**SET PROBLEM**
Reproduce every one of the entries below word for word, changing nothing.

**SUPPLIED INFORMATION**
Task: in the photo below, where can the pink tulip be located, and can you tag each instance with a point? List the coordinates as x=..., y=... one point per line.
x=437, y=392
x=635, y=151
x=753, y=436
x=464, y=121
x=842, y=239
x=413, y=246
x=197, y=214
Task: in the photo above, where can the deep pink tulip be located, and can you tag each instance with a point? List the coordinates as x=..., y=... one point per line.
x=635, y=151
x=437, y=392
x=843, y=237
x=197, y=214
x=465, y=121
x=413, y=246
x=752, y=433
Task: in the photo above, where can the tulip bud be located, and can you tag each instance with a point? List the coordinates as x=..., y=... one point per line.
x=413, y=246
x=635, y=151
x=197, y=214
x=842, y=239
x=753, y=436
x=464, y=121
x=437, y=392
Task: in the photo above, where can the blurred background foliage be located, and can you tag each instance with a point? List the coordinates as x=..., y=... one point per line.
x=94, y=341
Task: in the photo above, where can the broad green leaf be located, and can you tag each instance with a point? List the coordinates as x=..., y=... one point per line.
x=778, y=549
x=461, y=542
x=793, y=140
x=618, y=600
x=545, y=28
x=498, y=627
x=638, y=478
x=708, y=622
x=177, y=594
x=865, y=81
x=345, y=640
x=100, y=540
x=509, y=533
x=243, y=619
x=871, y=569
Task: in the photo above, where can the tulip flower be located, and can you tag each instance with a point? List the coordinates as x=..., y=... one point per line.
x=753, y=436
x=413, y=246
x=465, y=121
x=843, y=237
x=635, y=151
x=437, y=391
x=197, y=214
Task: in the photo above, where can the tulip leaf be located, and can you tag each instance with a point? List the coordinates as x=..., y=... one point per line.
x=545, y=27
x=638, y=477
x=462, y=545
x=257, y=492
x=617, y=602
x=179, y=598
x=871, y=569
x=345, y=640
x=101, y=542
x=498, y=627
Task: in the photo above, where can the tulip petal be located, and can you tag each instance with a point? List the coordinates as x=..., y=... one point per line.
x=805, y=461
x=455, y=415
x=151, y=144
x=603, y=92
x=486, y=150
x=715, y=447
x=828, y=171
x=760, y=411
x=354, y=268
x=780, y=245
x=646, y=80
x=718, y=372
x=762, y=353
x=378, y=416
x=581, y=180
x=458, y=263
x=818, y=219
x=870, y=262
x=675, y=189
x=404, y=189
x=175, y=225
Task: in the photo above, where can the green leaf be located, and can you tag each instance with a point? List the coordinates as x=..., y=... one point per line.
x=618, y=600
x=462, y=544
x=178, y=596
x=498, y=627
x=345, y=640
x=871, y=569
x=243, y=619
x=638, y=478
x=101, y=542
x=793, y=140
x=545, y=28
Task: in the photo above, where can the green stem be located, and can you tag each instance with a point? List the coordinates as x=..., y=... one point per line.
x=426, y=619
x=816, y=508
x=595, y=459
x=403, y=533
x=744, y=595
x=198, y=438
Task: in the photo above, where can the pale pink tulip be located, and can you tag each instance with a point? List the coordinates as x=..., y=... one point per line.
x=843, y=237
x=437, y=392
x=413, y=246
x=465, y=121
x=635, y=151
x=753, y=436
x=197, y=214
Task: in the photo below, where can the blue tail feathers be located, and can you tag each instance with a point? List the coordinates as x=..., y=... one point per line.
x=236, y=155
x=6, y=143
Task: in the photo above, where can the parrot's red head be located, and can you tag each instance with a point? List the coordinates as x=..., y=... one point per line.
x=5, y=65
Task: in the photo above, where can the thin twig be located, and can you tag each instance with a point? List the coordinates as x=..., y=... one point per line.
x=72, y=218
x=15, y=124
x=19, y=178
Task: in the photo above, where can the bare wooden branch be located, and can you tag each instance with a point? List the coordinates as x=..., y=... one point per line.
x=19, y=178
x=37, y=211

**SOLUTION**
Task: in the photo below, where can the pink tulip be located, and can you tag each instance with a point? List the coordinates as x=..., y=... one point per line.
x=437, y=392
x=635, y=151
x=753, y=436
x=464, y=121
x=842, y=239
x=413, y=246
x=197, y=214
Task: in the photo above, where can the deep pink tulip be located, and can you tag each instance with a point? List the coordinates as x=..., y=... one point per line.
x=635, y=151
x=437, y=392
x=843, y=237
x=197, y=214
x=465, y=121
x=413, y=246
x=752, y=433
Task: in the photo above, where can the tulip bud be located, and can you tag each instance with a point? List the coordinates as x=..., y=... one point per line.
x=413, y=246
x=635, y=151
x=197, y=214
x=842, y=239
x=753, y=436
x=464, y=121
x=437, y=392
Task: in the photo above, where can the blurred background foliage be located, and can you tag each instance with a point? List the coordinates as x=..., y=... one point per line.
x=94, y=341
Task: in the photo above, where can the broad green leaf be located, and can you tag each instance with a point? List the coordinates as x=..., y=... one point per line.
x=778, y=549
x=461, y=542
x=793, y=140
x=618, y=600
x=545, y=28
x=498, y=627
x=638, y=478
x=708, y=622
x=177, y=594
x=865, y=81
x=345, y=640
x=100, y=540
x=509, y=533
x=243, y=619
x=871, y=569
Task: in the photo above, where can the tulip flower be located, and can you tag each instance with a point? List the coordinates as x=..., y=... one point per line.
x=753, y=436
x=413, y=246
x=465, y=121
x=843, y=237
x=635, y=151
x=437, y=391
x=197, y=214
Task: in the photo above, where can the tulip leaf be located, and can you tag each instance with a point? List the coordinates as x=..., y=... one point per line.
x=545, y=27
x=638, y=477
x=462, y=545
x=257, y=492
x=617, y=602
x=179, y=598
x=871, y=569
x=345, y=640
x=101, y=542
x=498, y=627
Task: in the photo above, where can the tulip petal be located, and can you tag each instance with a point? List the coordinates as x=..., y=... one point per line.
x=805, y=461
x=455, y=415
x=151, y=144
x=603, y=92
x=486, y=150
x=715, y=447
x=828, y=171
x=760, y=411
x=354, y=268
x=780, y=245
x=646, y=80
x=718, y=372
x=762, y=353
x=378, y=416
x=581, y=180
x=458, y=263
x=818, y=219
x=870, y=262
x=675, y=189
x=404, y=189
x=175, y=225
Task: in the photo above, where can the green leaf be located, and can you tag each instance with a point? List the coordinates as x=..., y=... one point per line.
x=618, y=600
x=462, y=544
x=178, y=596
x=498, y=627
x=345, y=640
x=871, y=569
x=243, y=619
x=638, y=478
x=101, y=542
x=793, y=140
x=545, y=28
Task: in the photo above, where can the green stem be located, and can you tag each instance with a point? List the coordinates as x=..., y=... one point per line.
x=426, y=619
x=816, y=508
x=595, y=459
x=403, y=533
x=744, y=595
x=198, y=438
Task: in the photo above, where can the pale pink tulip be located, and can you tag each instance with a point? List the coordinates as x=..., y=... one point per line.
x=843, y=237
x=437, y=392
x=413, y=246
x=465, y=121
x=635, y=151
x=753, y=436
x=197, y=214
Task: in the photo below, where can the blue tail feathers be located, and can you tag each instance with a point? List the coordinates as x=..., y=... one point per line.
x=236, y=155
x=6, y=143
Task: in the photo above, where can the parrot's red head be located, and can you tag each instance with a point? List the coordinates as x=..., y=... one point per line.
x=5, y=65
Task: in the photo above, where can the thin twig be located, and can you tag each instance with a point? List the coordinates as x=..., y=... one point per line.
x=72, y=218
x=15, y=124
x=19, y=178
Task: in the photo above, where can the bare wooden branch be located, and can you tag each instance with a point? List the coordinates as x=..., y=... one point per line.
x=19, y=178
x=37, y=211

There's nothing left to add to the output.